[Records to use start]

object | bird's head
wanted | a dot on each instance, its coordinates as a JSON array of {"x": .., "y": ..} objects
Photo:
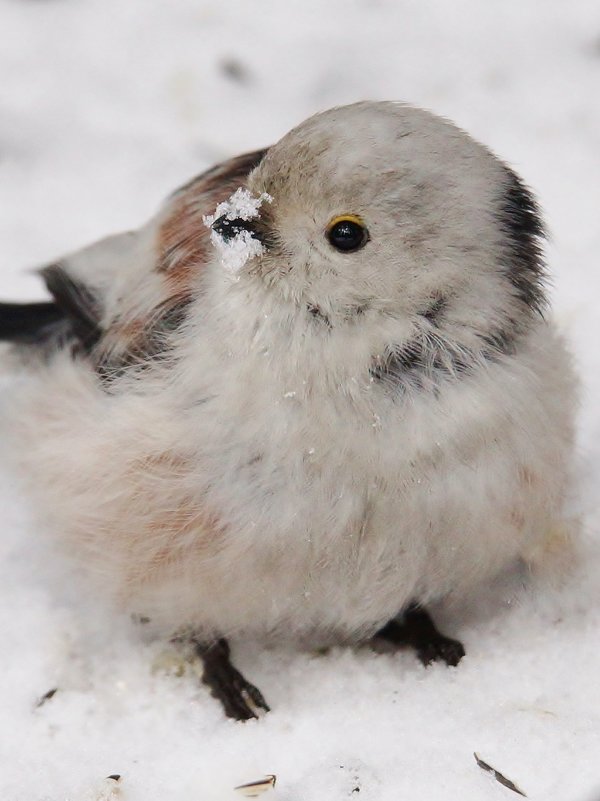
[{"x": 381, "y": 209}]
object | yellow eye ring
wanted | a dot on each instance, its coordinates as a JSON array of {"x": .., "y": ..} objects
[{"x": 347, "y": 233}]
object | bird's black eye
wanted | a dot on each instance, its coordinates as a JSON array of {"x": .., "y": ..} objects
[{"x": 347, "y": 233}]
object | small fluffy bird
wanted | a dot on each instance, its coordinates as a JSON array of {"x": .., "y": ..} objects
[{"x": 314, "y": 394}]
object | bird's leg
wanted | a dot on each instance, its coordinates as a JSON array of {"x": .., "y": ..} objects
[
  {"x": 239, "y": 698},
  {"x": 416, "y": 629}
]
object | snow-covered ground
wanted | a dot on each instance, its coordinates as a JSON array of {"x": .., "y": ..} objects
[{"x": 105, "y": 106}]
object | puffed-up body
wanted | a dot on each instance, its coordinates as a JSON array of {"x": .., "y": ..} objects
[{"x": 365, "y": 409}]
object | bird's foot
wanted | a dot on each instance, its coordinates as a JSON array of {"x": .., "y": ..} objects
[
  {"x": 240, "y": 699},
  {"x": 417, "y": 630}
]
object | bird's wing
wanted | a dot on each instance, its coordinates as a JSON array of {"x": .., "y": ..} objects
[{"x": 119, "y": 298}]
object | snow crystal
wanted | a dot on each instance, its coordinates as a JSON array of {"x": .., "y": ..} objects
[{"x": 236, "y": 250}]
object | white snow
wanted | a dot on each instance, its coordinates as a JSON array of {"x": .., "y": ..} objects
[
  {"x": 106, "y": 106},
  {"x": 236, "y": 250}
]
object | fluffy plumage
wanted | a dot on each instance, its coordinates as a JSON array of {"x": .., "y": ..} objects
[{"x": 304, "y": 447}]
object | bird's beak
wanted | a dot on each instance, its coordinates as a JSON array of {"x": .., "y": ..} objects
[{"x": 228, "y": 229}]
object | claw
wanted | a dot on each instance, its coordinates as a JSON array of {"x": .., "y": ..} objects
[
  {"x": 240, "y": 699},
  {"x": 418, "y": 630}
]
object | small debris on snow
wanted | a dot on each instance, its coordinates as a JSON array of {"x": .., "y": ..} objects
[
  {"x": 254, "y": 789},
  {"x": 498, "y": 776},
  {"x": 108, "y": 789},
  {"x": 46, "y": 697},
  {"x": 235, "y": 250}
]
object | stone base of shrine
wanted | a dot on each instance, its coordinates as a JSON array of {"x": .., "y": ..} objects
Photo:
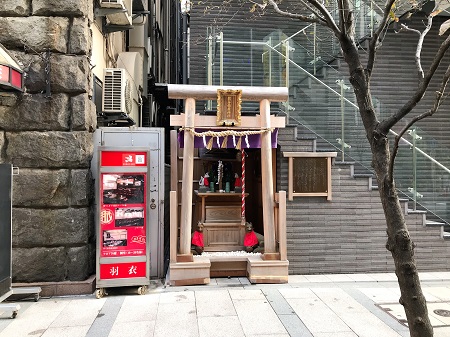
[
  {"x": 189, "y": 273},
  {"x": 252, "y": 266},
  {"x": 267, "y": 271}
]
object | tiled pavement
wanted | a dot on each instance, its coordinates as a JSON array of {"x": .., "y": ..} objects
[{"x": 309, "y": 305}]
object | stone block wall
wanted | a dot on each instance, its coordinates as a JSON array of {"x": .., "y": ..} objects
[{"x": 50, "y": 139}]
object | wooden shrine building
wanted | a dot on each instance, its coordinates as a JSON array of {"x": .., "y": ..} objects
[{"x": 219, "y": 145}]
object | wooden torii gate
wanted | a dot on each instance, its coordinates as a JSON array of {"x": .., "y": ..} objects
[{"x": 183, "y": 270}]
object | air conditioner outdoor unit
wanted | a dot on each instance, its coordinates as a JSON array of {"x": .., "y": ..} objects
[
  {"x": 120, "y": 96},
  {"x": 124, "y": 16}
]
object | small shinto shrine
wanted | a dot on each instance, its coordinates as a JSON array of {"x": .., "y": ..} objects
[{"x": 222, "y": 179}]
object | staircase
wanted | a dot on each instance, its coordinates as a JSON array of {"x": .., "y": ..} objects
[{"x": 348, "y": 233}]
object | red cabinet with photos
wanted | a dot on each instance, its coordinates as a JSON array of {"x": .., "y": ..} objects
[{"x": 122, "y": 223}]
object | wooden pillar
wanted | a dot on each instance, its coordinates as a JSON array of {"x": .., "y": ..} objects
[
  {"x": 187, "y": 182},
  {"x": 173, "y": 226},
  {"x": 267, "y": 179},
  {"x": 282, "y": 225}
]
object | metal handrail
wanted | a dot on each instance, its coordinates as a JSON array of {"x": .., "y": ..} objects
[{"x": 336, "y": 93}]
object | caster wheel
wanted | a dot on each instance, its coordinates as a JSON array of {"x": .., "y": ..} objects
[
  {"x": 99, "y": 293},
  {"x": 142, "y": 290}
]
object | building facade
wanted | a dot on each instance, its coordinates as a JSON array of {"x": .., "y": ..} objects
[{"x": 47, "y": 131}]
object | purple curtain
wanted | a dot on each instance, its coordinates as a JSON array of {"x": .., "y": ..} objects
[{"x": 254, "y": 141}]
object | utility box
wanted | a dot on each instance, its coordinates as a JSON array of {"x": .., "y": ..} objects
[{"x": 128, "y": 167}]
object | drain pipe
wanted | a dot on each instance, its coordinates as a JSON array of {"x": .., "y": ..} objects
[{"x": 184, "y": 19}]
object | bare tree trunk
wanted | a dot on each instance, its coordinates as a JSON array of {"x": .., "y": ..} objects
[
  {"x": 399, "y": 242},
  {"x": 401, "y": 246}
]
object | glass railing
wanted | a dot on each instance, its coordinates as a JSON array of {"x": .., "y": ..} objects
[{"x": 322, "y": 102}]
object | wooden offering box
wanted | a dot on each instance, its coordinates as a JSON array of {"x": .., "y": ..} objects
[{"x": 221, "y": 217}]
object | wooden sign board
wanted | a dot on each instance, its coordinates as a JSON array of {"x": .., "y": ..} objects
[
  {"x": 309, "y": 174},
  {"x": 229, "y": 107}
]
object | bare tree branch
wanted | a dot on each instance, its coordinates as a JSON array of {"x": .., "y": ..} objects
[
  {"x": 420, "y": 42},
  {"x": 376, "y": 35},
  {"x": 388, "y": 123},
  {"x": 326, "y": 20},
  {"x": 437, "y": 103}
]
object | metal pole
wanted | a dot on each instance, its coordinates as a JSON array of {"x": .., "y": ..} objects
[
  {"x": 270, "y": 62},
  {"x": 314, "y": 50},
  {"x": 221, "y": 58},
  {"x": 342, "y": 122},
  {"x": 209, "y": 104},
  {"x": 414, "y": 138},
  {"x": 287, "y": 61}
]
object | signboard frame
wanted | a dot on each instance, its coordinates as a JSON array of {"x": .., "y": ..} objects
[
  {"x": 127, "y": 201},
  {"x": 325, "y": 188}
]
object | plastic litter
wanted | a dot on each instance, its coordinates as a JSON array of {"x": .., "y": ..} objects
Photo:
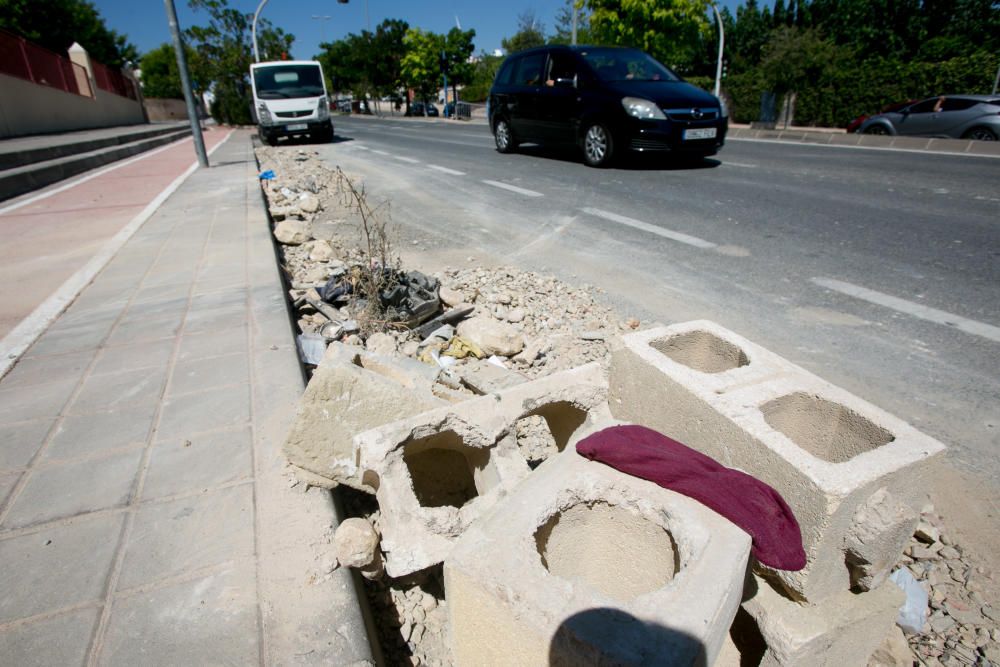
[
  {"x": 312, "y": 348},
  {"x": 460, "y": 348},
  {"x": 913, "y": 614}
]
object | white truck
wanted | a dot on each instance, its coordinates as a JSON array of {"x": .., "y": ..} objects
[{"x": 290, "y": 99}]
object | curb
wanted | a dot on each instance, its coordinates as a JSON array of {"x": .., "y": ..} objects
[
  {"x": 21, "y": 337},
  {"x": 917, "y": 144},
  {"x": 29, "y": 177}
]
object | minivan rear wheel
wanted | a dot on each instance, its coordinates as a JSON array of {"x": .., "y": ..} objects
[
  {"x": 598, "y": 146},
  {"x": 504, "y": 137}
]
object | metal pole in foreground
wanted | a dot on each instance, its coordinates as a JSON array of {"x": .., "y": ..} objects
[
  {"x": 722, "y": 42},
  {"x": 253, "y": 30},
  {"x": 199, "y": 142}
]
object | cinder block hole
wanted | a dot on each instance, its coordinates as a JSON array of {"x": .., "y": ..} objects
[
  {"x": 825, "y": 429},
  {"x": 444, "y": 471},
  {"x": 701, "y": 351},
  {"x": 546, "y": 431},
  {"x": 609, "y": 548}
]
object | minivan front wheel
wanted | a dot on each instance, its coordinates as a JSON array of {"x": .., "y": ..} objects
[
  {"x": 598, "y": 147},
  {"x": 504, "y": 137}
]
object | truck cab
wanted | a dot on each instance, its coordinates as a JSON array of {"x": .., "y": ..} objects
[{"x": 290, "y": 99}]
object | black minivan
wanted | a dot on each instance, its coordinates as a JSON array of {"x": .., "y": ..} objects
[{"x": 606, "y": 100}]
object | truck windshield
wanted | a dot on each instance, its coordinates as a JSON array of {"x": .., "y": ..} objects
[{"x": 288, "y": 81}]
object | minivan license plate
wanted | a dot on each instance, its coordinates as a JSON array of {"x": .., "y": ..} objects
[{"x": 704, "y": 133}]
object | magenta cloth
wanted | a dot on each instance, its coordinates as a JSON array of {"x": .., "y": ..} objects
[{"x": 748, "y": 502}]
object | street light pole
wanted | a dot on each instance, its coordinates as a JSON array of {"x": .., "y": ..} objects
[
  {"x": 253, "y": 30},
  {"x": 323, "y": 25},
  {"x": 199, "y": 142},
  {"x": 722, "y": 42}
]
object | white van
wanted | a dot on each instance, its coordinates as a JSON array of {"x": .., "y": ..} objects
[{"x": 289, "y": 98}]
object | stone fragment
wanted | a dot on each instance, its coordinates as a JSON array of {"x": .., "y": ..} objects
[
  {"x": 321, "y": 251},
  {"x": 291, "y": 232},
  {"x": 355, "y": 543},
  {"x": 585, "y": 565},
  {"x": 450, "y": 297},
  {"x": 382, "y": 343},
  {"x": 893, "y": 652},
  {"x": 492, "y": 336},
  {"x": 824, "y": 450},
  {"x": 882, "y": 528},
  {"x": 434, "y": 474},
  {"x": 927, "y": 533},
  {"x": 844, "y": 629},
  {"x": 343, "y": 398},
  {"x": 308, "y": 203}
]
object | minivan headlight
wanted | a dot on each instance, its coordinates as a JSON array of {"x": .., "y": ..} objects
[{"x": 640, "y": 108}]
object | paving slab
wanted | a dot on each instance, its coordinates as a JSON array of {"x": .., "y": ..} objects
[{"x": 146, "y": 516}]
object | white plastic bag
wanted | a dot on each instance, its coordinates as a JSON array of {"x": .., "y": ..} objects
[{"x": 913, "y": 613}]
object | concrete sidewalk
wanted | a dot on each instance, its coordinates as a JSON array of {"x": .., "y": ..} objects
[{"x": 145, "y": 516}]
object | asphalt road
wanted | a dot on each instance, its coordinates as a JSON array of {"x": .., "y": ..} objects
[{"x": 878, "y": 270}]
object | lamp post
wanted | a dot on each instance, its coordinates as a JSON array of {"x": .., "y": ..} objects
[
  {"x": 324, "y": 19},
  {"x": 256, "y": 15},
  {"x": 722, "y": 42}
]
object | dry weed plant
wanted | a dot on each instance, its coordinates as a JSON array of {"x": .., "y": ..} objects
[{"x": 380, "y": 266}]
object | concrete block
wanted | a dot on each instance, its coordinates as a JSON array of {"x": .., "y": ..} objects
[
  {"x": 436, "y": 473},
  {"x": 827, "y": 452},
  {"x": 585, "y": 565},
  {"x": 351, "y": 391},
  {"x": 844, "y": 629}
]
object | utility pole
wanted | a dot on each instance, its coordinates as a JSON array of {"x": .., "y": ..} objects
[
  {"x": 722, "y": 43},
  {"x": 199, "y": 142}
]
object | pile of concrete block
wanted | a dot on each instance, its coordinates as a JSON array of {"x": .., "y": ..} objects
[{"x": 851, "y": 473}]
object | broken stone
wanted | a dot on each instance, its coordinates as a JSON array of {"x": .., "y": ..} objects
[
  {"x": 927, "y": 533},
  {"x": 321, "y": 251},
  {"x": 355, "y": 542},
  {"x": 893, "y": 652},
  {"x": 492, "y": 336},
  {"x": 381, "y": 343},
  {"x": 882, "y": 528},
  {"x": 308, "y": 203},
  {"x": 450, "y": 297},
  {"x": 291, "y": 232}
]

[Records to use end]

Job => Begin with the line that contains "object | utility pole" and set down each line exactly until the records above end, including the final line.

Expected answer =>
object | utility pole
wanted | a dot on each instance, its coordinates as a JSON array of {"x": .., "y": ..} objects
[
  {"x": 722, "y": 43},
  {"x": 199, "y": 142}
]
object | pile of concrete block
wanted | a dot on each instance, its coordinates as a JSON array of {"x": .., "y": ..} objects
[{"x": 851, "y": 473}]
object | broken stone
wanted | a dot on each instance, its coordinates as a JSON array of {"x": .., "y": ..} objects
[
  {"x": 927, "y": 533},
  {"x": 321, "y": 251},
  {"x": 355, "y": 542},
  {"x": 893, "y": 652},
  {"x": 492, "y": 336},
  {"x": 381, "y": 343},
  {"x": 882, "y": 528},
  {"x": 308, "y": 203},
  {"x": 450, "y": 297},
  {"x": 291, "y": 232}
]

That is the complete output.